#### [Prompt]
Can you edit the records below so that "single pin" reads "single point" throughout, with everything else unchanged and the pictures left out?

#### [The records]
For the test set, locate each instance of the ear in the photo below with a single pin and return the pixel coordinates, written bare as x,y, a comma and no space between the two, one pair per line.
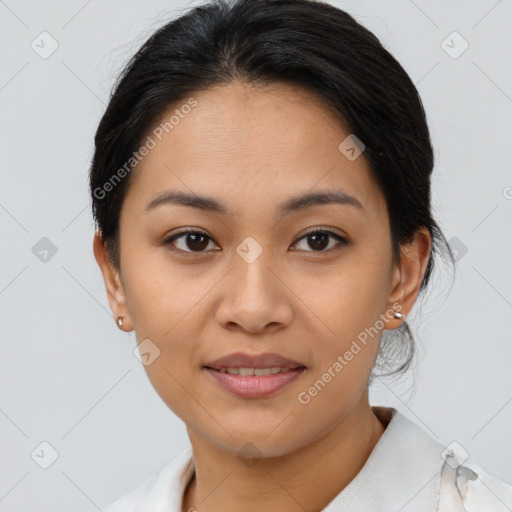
113,284
408,275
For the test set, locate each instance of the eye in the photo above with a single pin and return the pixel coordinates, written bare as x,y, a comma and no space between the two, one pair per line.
194,240
319,240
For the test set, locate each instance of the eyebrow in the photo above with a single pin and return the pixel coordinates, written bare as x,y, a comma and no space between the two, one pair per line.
293,204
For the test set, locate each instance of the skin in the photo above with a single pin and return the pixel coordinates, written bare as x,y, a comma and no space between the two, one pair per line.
251,148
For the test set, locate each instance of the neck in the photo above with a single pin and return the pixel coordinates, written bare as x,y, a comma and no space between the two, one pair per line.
306,479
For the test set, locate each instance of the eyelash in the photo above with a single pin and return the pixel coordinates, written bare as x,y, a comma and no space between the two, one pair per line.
341,240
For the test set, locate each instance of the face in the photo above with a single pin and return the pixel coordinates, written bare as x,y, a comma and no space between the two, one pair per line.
251,278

#### [Task result]
For the test set, locate each instance of the ear in the photo below with a single point and return the pixel coordinates, written bare as x,y, a comma and no space between the two, one pair per line.
113,284
408,275
For the test set, locate each instance of the eye in the photo above with a single point and return the pixel coordinates, written bare as x,y, a comma and no space between the two, one pair per line.
194,240
319,240
For the test set, locate each instance of the eyebrow in the photo above with a single point and return the pixel coordinates, written bare as x,y, a comma and no space between the two, one pair per line.
293,204
For the test set, locate each instance of the skin in the photo above with a single point and return the pixel coordinates, written bare as x,y, a comma and no space between the two, one pair per line.
251,148
For the test set, locate each instance of the neck in the photo above with a single point and return the pixel coordinates, written bare as x,y, a comma and no space between the two, one pair per line.
306,479
For the test set, locate each instance of the eyelash in the photo above with a single point and return the pixel coordinates, written bare as x,y, a comma and no space between the two, one pair per line.
341,240
For the test set, locate each instance of the face in the photo above with a single point and return the pixel coordinates, written bare as x,y, a comma and no space between the two, one pair per line.
251,278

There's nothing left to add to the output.